── Texte proposé

Si des techniques de restauration existent (et a fortiori si elles ne sont pas réellement au point), il convient d’éviter leur utilisation anarchique et abusive : réimplantations de Posidonia oceanica comme alibi à des destructions liées à de nouveaux aménagements, immersion de décombres rebaptisés “récifs artificiels”, mise en place de récifs artificiels dans des sites non appropriés, etc.

Le problème se pose très concrètement dans le cas de Posidonia oceanica, en France, où des collectivités locales pourraient être tentées de contourner la loi de protection de P. oceanica en proposant des réimplantations au succès hypothétique en compensation de destructions bien réelles. Quelques principes pouvant constituer les bases d’un code de bonne conduite sont préconisés ci-dessous :

(1) le site et le biotope de réintroduction ont été autrefois occupés par l’espèce réintroduite;

(2) les causes de la disparition de l’espèce, que l’on voudrait  réintroduire sur le site, ont cessé d’agir : pollution, surpêche, pression humaine, etc.;

(3) la réintroduction ne se fait pas à proximité d’une population survivante importante (éviter de “réintroduire pour réintroduire”);

(4) les connaissances sur la biologie de l’espèce (dynamique des populations, biologie de la reproduction, etc.) permettent de penser que la réintroduction a des chances de succès;

(5) la réintroduction ne peut pas se faire en compensation de la destruction d’une population de la même espèce. Pour éviter une telle dérive, il est décidé que, dans un rayon de 10 km autour d’une destruction délibérée (dans le cadre d’un aménagement du littoral), aucune réintroduction ne peut être réalisée pendant une période de 10 ans;

(6)

────
── Matériel présenté

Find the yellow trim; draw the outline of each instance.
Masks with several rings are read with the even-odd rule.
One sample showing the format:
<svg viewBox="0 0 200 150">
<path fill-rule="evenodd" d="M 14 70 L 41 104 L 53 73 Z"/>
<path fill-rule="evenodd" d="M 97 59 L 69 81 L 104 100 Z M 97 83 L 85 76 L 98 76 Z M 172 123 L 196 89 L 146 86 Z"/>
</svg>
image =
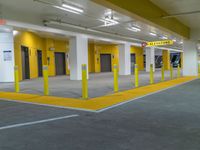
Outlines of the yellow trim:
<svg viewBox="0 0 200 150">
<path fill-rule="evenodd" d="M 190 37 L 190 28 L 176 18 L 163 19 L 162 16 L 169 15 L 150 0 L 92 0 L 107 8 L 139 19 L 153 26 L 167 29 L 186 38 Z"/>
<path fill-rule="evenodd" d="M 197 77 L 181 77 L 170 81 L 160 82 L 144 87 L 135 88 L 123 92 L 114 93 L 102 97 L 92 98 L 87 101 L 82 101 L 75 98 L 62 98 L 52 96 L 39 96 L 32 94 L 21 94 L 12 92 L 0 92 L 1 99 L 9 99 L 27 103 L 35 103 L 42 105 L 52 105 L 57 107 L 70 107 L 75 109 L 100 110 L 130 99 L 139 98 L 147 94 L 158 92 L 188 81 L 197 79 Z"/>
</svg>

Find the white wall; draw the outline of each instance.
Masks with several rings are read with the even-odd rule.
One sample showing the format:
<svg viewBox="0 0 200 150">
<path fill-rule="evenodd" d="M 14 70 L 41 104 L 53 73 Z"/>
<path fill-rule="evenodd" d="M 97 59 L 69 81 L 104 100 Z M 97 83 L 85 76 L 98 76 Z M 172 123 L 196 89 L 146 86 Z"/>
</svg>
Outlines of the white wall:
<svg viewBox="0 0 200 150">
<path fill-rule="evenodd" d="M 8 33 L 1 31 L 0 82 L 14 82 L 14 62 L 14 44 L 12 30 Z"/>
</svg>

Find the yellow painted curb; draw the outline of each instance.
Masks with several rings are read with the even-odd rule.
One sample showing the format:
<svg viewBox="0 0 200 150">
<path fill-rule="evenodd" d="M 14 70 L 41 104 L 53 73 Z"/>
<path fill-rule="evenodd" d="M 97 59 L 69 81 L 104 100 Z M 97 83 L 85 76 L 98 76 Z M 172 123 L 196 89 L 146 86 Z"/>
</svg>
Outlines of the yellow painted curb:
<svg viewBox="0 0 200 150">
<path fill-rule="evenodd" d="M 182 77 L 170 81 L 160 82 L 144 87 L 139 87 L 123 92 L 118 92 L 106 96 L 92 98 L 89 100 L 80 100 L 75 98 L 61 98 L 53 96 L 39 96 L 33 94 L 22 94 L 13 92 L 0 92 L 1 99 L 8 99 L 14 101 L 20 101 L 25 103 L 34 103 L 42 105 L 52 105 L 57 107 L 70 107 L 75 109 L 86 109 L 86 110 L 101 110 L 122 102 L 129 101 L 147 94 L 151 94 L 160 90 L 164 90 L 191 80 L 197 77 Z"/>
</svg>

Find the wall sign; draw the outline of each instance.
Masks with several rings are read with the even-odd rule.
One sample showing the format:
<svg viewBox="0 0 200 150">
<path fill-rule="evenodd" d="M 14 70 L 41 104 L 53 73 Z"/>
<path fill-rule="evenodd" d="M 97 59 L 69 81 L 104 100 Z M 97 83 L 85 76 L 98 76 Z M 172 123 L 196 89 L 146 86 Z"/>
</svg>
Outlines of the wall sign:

────

Exercices proposés:
[1] Traduisez en anglais la phrase suivante, tirée du texte sur la restauration de Posidonia oceanica : « Le problème se pose très concrètement dans le cas de Posidonia oceanica, en France, où des collectivités locales pourraient être tentées de contourner la loi de protection de P. oceanica en proposant des réimplantations au succès hypothétique en compensation de destructions bien réelles. »
[2] Écrivez la suite du texte sur la restauration de Posidonia oceanica en partant du point (6), resté inachevé.

Corrigé des exercices:
[1] The problem arises very concretely in the case of Posidonia oceanica in France, where local authorities might be tempted to get around the law protecting P. oceanica by proposing replantings of doubtful success as compensation for very real destruction.

[2]
le prélèvement d’individus destinés à la réintroduction ne doit pas mettre en péril la population-source.

(7) les individus destinés à la réintroduction ou au renforcement doivent provenir d’une population génétiquement identique (ou proche) de celle qui a occupé la région où est projetée la réintroduction;

(8) les techniques de réintroduction (ou de renforcement des populations) ne doivent pas constituer une nuisance pour les espèces ou les écosystèmes indigènes.

Ces propositions ont été reprises dans un document du Parlement Européen (Union Européenne) préparé dans le cadre du programme STOA (présenté à Corfou, Grèce, en septembre 1993).